# DESAFIO:
Transcreva o excerto desde "A solidão da" até "procurar um caminho.", inclusive, substituindo "guardião" por "defensor".

# EXCERTO SELECIONADO:
------------------------------------

Situações
de perigo extremo aproximam as pessoas, tornam um grupo mais coeso
e ressalvam o que há de melhor em cada um de nós, individualmente.
SOS THE FINAL ESCAPE
desenvolve, na sua própria ficção, a ideia de
que o instinto de sobrevivência não se sobrepõe
necessariamente à demonstração sincera de altruísmo.
Presos num terramoto em Stiver Island, Keith, um repórter novato,
resgata Karen, uma cidadã local. Juntos vão procurar
uma saída das várias situações de perigo
extremo que surgem incessantemente. A cidade é um deserto caótico
e labiríntico de destroços por onde o jogador procura
uma saída - na realidade não mais do que uma porta para
uma nova ameaça à nossa integridade como seres virtuais.
A solidão da nossa
demanda, rumo ao interior da ilha, é dissipada pela nossa frágil
acompanhante: a partir do momento em que a encontramos passamos a
ser o seu guardião e é o nosso dever zelar pela sua
segurança e bem-estar. Desde cedo se prevê uma relação
amorosa entre os dois personagens, esquecidos pelo mundo, ainda que
tal apenas se manifeste de forma muito subliminal, uma solução
inteligente e acertada da pequena equipa da IREM.
A mecânica de jogo é
efectivamente muito simples e até, ocasionalmente, simplificada.
À semelhança de outros jogos de exploração
tridimensionais, o nosso personagem pode deambular pelos espaços
livremente, compará-los com os mapas e procurar um caminho.

------------------------------------

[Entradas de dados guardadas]
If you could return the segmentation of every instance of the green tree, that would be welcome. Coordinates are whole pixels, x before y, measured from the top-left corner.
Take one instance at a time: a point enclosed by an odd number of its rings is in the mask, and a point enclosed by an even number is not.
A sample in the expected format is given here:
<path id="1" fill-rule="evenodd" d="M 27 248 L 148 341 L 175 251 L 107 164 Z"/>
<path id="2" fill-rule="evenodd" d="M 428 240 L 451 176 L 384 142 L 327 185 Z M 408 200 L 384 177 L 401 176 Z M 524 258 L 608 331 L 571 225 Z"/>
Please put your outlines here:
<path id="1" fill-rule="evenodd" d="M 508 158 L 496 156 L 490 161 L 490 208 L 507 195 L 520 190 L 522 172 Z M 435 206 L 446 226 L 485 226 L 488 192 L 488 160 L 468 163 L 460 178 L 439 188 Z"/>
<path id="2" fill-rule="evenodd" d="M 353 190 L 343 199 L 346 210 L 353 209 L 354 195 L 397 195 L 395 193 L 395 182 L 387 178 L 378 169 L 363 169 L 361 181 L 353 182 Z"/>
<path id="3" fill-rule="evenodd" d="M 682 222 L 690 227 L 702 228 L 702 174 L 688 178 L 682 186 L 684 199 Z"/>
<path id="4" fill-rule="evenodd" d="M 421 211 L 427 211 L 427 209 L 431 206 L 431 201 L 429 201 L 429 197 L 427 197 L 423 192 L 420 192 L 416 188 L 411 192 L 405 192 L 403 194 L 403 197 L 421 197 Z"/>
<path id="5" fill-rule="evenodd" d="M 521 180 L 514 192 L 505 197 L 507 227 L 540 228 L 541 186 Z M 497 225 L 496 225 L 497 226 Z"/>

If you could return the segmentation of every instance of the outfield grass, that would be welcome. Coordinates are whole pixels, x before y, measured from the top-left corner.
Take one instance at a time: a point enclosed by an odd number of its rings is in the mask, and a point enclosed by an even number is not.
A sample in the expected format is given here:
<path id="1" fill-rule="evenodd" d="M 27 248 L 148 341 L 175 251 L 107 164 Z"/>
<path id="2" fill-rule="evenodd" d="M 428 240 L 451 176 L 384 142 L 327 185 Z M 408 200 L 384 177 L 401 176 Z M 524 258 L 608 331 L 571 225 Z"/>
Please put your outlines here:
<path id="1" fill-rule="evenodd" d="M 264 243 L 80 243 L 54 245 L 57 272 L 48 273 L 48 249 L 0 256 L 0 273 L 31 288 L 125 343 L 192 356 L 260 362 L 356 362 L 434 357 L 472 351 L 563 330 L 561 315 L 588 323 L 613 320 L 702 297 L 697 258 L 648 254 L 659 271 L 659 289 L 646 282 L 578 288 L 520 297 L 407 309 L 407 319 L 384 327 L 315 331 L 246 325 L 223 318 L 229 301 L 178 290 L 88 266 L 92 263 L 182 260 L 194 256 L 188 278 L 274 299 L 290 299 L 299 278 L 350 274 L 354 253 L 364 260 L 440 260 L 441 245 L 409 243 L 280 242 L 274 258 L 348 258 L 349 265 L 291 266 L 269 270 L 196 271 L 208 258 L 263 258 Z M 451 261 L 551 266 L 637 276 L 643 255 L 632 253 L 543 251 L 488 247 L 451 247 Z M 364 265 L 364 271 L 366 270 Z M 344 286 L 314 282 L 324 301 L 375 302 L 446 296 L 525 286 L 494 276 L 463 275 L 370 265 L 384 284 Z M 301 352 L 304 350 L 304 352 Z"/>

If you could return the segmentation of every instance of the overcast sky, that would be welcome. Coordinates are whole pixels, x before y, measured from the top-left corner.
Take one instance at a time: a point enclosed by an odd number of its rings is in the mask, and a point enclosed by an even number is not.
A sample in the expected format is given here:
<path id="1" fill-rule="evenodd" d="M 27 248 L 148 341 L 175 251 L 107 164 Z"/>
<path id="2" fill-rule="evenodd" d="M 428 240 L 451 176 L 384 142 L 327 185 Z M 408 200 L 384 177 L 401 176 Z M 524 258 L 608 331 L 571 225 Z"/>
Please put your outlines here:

------------------------------------

# RESPOSTA DO EXERCÍCIO:
A solidão da nossa
demanda, rumo ao interior da ilha, é dissipada pela nossa frágil
acompanhante: a partir do momento em que a encontramos passamos a
ser o seu defensor e é o nosso dever zelar pela sua
segurança e bem-estar. Desde cedo se prevê uma relação
amorosa entre os dois personagens, esquecidos pelo mundo, ainda que
tal apenas se manifeste de forma muito subliminal, uma solução
inteligente e acertada da pequena equipa da IREM.
A mecânica de jogo é
efectivamente muito simples e até, ocasionalmente, simplificada.
À semelhança de outros jogos de exploração
tridimensionais, o nosso personagem pode deambular pelos espaços
livremente, compará-los com os mapas e procurar um caminho.